- [Exercise data]
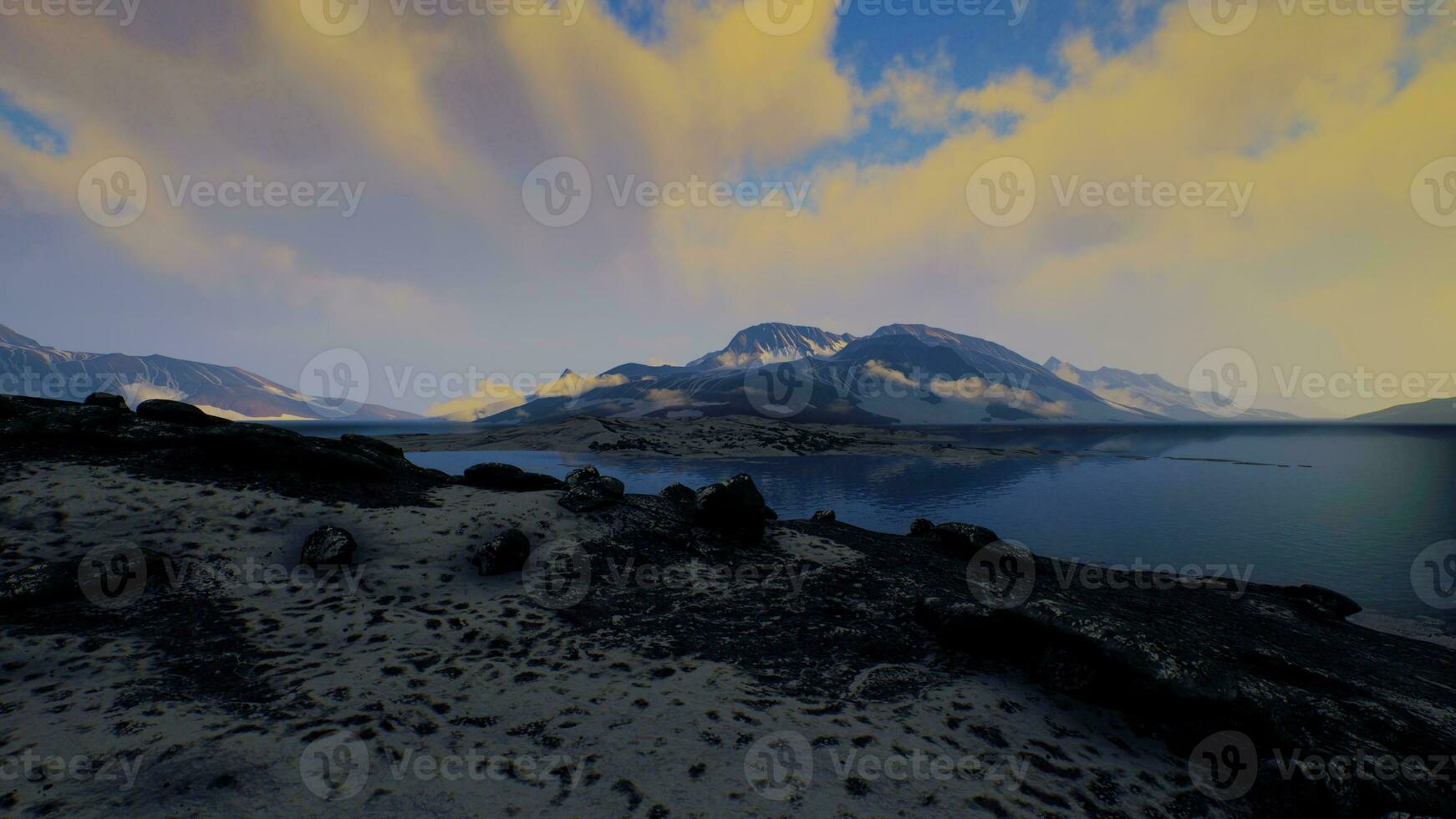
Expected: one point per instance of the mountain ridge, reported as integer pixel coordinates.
(900, 374)
(31, 369)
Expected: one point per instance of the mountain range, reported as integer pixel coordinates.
(899, 374)
(31, 369)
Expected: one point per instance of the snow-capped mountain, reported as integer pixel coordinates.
(1148, 393)
(897, 374)
(772, 343)
(29, 369)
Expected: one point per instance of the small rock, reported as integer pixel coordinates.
(504, 477)
(108, 400)
(587, 498)
(39, 583)
(504, 553)
(680, 495)
(965, 536)
(373, 445)
(176, 412)
(734, 506)
(584, 475)
(329, 546)
(1322, 601)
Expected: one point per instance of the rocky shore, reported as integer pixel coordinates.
(227, 617)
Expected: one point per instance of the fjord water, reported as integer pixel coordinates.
(1342, 506)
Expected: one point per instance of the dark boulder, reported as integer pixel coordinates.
(372, 447)
(176, 412)
(734, 506)
(1321, 601)
(329, 546)
(965, 537)
(504, 553)
(680, 495)
(504, 477)
(588, 498)
(584, 475)
(592, 491)
(39, 583)
(108, 400)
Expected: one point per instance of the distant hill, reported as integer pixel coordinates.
(29, 369)
(1151, 393)
(1434, 410)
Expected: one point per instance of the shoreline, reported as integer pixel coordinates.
(695, 639)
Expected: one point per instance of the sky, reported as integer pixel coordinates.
(858, 162)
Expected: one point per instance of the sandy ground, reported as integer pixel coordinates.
(411, 685)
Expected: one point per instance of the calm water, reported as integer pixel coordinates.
(1341, 506)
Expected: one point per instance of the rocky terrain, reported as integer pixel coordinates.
(203, 617)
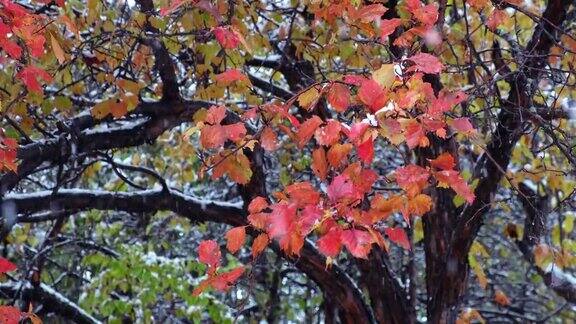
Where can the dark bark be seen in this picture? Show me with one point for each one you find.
(537, 209)
(445, 298)
(332, 281)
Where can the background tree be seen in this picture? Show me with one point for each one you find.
(307, 161)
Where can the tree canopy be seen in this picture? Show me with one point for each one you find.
(330, 161)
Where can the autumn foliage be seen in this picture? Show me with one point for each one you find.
(366, 143)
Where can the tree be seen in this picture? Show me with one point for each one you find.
(335, 161)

- [Assignment]
Where the line containing "Expected: one point per instance of the sandy" appears, begin writing out the lines exactly, and continue through the end of the material above, omitting pictures.

- [Response]
Expected: one point per instance of the sandy ground, reported as integer pixel coordinates.
(411, 685)
Expected: one point per instance of the calm water, reported as integer pixel coordinates.
(1341, 506)
Expected: one point per instance of the rocky terrain, reported as integer pixel coordinates.
(203, 617)
Where can the dark bark be seen in this picture? Show me with one point for each one you find.
(537, 209)
(445, 298)
(332, 281)
Where can the background tree be seen in this picture? Show me with one point for each one you find.
(307, 161)
Where can the tree canopy be seen in this picture? Show me with one point for each one you find.
(330, 161)
Where can the autumn foliage be seen in this picture? Show me with one point for each one you find.
(366, 143)
Where can the tree be seen in this picture? Show me with one point for each one you find.
(335, 161)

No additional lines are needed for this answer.